** Start Task inputs **

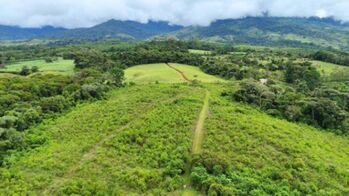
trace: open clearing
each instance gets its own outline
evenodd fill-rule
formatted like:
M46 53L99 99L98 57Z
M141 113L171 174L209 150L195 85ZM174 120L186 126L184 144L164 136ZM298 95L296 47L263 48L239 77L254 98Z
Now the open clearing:
M217 79L170 65L190 79ZM166 64L132 67L126 77L168 84L126 86L32 127L37 147L8 158L0 193L195 195L217 183L236 195L349 192L347 138L221 96L236 83L190 85Z
M40 72L47 74L64 74L70 75L74 71L74 62L72 60L59 59L52 63L46 63L44 60L22 61L14 64L6 65L0 71L19 72L22 67L27 66L32 68L34 66L39 68Z
M182 71L189 80L196 79L205 83L225 82L223 79L205 74L198 67L174 63L170 63L170 65ZM125 71L125 77L127 83L134 82L136 84L187 82L180 73L165 63L137 65L128 68Z

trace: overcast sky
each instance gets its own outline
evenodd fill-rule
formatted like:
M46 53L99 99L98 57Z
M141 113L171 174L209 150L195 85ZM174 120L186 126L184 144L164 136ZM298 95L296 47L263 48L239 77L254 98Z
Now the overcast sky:
M334 16L349 21L349 0L0 0L0 24L89 27L109 19L208 25L258 16Z

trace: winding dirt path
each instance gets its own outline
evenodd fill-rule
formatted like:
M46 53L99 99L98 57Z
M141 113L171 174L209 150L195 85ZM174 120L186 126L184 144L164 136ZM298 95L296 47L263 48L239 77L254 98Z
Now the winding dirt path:
M181 76L182 76L182 79L185 80L186 82L191 82L191 80L189 80L189 78L184 74L183 71L175 68L174 66L172 66L171 64L169 63L166 63L167 66L169 66L171 69L174 69L176 72L178 72Z
M192 154L200 154L201 144L204 136L204 124L208 115L209 109L209 100L210 100L210 92L206 90L204 105L202 106L199 119L196 122L194 137L193 137L193 146L192 146Z

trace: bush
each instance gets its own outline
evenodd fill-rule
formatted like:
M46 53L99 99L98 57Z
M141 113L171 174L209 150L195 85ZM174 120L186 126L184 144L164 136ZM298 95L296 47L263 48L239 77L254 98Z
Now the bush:
M57 95L43 98L40 106L44 113L63 112L69 106L69 102L63 96Z

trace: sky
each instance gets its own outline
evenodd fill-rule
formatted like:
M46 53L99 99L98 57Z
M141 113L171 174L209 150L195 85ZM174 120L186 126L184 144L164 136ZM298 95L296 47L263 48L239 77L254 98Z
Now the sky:
M349 21L349 0L0 0L0 24L76 28L117 19L207 26L266 11L270 16Z

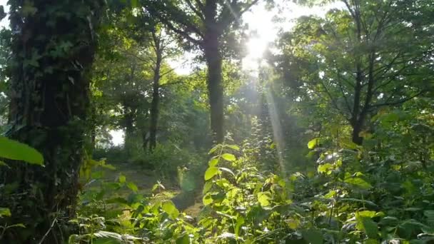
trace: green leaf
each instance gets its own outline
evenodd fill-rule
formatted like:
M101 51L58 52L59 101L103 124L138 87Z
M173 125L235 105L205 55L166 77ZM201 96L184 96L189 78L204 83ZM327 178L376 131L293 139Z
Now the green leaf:
M233 172L232 172L231 170L228 169L228 168L223 168L223 167L220 167L218 168L221 171L225 171L225 172L228 172L228 173L231 174L233 177L235 177L235 173Z
M4 161L0 160L0 166L4 166L4 167L9 167L9 166L8 166L7 163L4 163Z
M202 203L203 205L206 206L213 203L213 200L211 195L207 194L202 198Z
M377 223L368 218L362 218L361 221L366 235L370 238L376 238L378 235L378 226Z
M218 168L209 167L205 172L205 181L208 181L218 173Z
M313 138L313 139L309 141L309 142L308 143L308 148L309 149L313 149L315 148L315 146L317 144L318 144L319 143L320 143L319 138Z
M132 182L128 182L126 184L126 186L130 188L132 191L133 191L135 193L137 193L138 191L138 188L137 188L137 185L136 185L136 184L134 184Z
M186 234L176 239L176 244L190 244L190 238Z
M224 153L223 155L221 156L221 157L224 160L226 160L228 161L235 161L236 160L236 158L235 158L235 156L233 154L231 154L231 153Z
M208 163L208 165L210 167L214 167L215 166L217 165L217 163L218 163L218 158L214 158L209 161L209 162Z
M6 208L0 208L0 218L11 217L11 210Z
M179 210L175 206L175 204L171 200L166 200L163 203L163 210L168 214L169 217L172 219L176 219L179 215Z
M302 231L303 238L308 243L311 244L323 244L323 234L317 230L306 230Z
M203 190L202 190L202 194L203 194L203 195L206 194L206 193L208 193L211 189L212 187L213 187L213 182L206 181L205 185L203 185Z
M270 205L270 197L266 193L258 193L258 202L263 207Z
M44 157L36 149L4 136L0 136L0 158L44 166Z
M236 151L240 151L240 148L238 146L236 146L236 145L226 145L226 146L227 148L231 148L231 149L233 149L233 150L236 150Z
M123 175L119 176L119 183L124 183L125 181L126 181L126 177L125 177Z
M370 183L368 183L368 182L365 181L365 180L363 180L359 177L348 178L345 179L345 182L354 185L357 185L357 186L360 187L360 188L363 188L365 190L368 190L368 189L370 189L372 188L372 185Z

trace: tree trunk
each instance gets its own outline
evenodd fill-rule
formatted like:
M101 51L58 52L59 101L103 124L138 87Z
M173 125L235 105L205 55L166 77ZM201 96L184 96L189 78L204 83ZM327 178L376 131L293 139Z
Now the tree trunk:
M204 53L208 66L207 85L211 108L211 131L216 143L224 138L223 101L222 86L222 59L220 55L218 36L208 34L205 38Z
M8 136L39 150L45 167L14 162L10 169L0 168L0 184L6 186L0 188L0 206L11 211L0 225L26 225L8 229L1 242L64 243L89 136L89 71L104 2L33 1L34 12L22 11L26 2L9 2L14 36Z
M155 36L155 35L154 35ZM159 40L154 38L156 60L153 70L153 83L152 84L152 101L151 102L151 123L149 123L149 151L157 146L157 125L158 121L158 103L160 102L160 69L161 67L162 54Z

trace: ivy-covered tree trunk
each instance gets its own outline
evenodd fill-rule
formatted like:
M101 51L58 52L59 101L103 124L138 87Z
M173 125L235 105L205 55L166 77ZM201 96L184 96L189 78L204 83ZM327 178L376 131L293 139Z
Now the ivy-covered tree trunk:
M84 160L89 71L104 1L11 0L13 57L8 136L39 150L44 167L1 172L0 205L11 217L1 243L64 243ZM1 223L4 225L5 223Z

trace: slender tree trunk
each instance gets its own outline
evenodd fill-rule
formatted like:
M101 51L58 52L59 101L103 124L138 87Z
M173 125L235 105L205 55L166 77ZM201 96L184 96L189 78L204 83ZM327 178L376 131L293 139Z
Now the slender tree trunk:
M0 184L15 185L10 192L0 188L0 206L12 215L0 225L26 225L8 229L0 242L64 243L71 232L67 221L75 215L95 24L103 1L33 1L34 13L22 11L24 1L9 3L14 56L8 136L39 150L45 167L14 162L0 169Z
M149 151L152 151L157 145L157 126L158 121L158 105L160 102L160 69L161 68L162 51L160 46L160 40L155 34L154 45L156 60L153 70L153 82L152 84L152 101L151 102L151 123L149 123Z
M222 86L222 59L218 51L218 36L211 33L206 37L205 59L208 66L207 85L211 108L211 131L219 143L224 138L223 101Z

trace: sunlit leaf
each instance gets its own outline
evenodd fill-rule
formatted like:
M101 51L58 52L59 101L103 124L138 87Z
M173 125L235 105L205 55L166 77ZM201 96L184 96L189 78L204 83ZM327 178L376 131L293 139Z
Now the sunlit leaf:
M179 215L179 210L171 200L166 200L163 203L161 208L172 219L176 219Z
M218 168L217 167L209 167L205 172L205 181L208 181L214 176L218 174Z
M221 156L221 157L228 161L235 161L236 160L235 156L231 153L224 153Z
M306 230L302 231L303 238L311 244L323 244L323 234L317 230Z
M215 166L217 165L217 163L218 163L218 158L214 158L209 161L209 162L208 163L208 165L210 167L214 167Z
M11 217L11 210L6 208L0 208L0 217Z
M36 149L4 136L0 136L0 158L44 165L44 157Z
M316 145L318 145L320 142L320 138L313 138L311 141L309 141L309 142L308 143L308 148L309 149L313 149L315 148L315 146L316 146Z
M270 197L266 193L258 193L258 202L263 207L266 207L270 205Z
M126 186L130 188L130 190L131 190L132 191L133 191L134 193L137 193L137 191L138 191L138 188L137 188L137 185L136 185L136 184L134 184L132 182L128 182L126 184Z

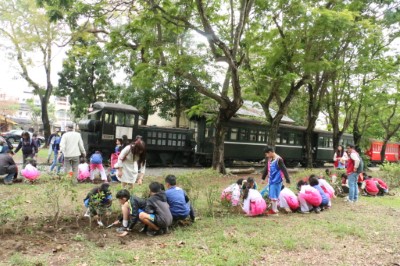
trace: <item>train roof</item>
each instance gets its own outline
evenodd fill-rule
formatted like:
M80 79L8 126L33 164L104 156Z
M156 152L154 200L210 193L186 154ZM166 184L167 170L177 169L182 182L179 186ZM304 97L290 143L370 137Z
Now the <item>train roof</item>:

** End Task inputs **

:: What you should do ::
Copy the lines above without any change, from the line with "trace: <item>train roof</item>" to the end of the rows.

:: Output ::
trace: <item>train roof</item>
each instance gets its own outline
evenodd fill-rule
formatted like:
M80 79L8 126L33 164L104 156Z
M156 152L154 200L210 193L186 154ZM166 184L167 170L177 169L182 182L179 186ZM304 97L290 143L370 137Z
Now the <item>train roof</item>:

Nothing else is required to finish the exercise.